#### [Task]
In the conclusion about the Eye-AD model below, which abbreviations are compared for how strongly their changes are associated with EOAD/MCI?

#### [Text for analysis]
--------

In conclusion, we have proposed a novel multilevel graph-based deep learning model, Eye-AD, to detect EOAD and MCI through the unique characteristics of OCTA images. This model allows for significant exploration and understanding of both intra- and inter-instance relationships across diverse retinal layers. Eye-AD achieves state-of-the-art performance in distinguishing AD patients from healthy controls. The model also shows its generalizability when validated on an external dataset. Our interpretability analysis reveals that Eye-AD can identify meaningful patterns related to EOAD/MCI. We find that changes in the DVC are more significantly associated with EOAD/MCI compared to those in either the SVC or the CC. We also find that vascular alterations in the retina may be subtle during the early stages of cognitive decline, and the deterioration of the retinal microvasculature increases with the progression of dementia. Our findings provide evidence that retinal OCTA imaging coupled with artificial intelligence may serve as a rapid and noninvasive approach for EOAD and MCI detection and screening. Although our study has made progress in understanding the association between retinal changes and EOAD/MCI, further research is still needed. By combining multiple data modalities and expanding datasets, the proposed model has the potential for use in large-scale community screening and longitudinal monitoring of AD.

--------

#### [Listed records]

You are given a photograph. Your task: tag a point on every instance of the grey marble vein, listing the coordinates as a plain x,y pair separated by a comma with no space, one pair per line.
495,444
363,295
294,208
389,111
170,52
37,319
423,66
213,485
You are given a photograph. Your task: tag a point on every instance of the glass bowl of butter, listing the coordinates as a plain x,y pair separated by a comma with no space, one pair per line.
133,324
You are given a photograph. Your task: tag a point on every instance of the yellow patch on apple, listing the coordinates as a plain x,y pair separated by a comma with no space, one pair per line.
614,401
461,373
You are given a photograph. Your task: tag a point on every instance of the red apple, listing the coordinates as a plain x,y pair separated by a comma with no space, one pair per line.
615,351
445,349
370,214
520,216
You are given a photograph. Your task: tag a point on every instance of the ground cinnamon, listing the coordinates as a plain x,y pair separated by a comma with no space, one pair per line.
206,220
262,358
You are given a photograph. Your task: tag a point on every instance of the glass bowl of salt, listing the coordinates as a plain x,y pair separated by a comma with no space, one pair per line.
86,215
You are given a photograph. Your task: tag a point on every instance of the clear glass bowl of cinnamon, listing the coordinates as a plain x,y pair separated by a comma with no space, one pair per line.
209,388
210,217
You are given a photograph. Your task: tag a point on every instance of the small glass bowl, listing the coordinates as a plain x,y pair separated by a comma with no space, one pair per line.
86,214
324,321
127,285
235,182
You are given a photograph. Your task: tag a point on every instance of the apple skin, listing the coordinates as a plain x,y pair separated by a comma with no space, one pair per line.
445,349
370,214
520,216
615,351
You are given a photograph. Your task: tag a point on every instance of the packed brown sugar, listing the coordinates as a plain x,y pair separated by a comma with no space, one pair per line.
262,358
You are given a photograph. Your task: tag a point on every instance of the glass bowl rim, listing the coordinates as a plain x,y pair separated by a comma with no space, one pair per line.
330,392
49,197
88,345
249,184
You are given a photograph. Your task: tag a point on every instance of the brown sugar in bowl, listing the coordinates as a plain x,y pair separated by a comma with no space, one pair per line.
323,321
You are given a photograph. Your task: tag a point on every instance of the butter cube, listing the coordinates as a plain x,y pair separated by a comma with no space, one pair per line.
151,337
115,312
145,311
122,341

--------

#### [Written response]
DVC, SVC, CC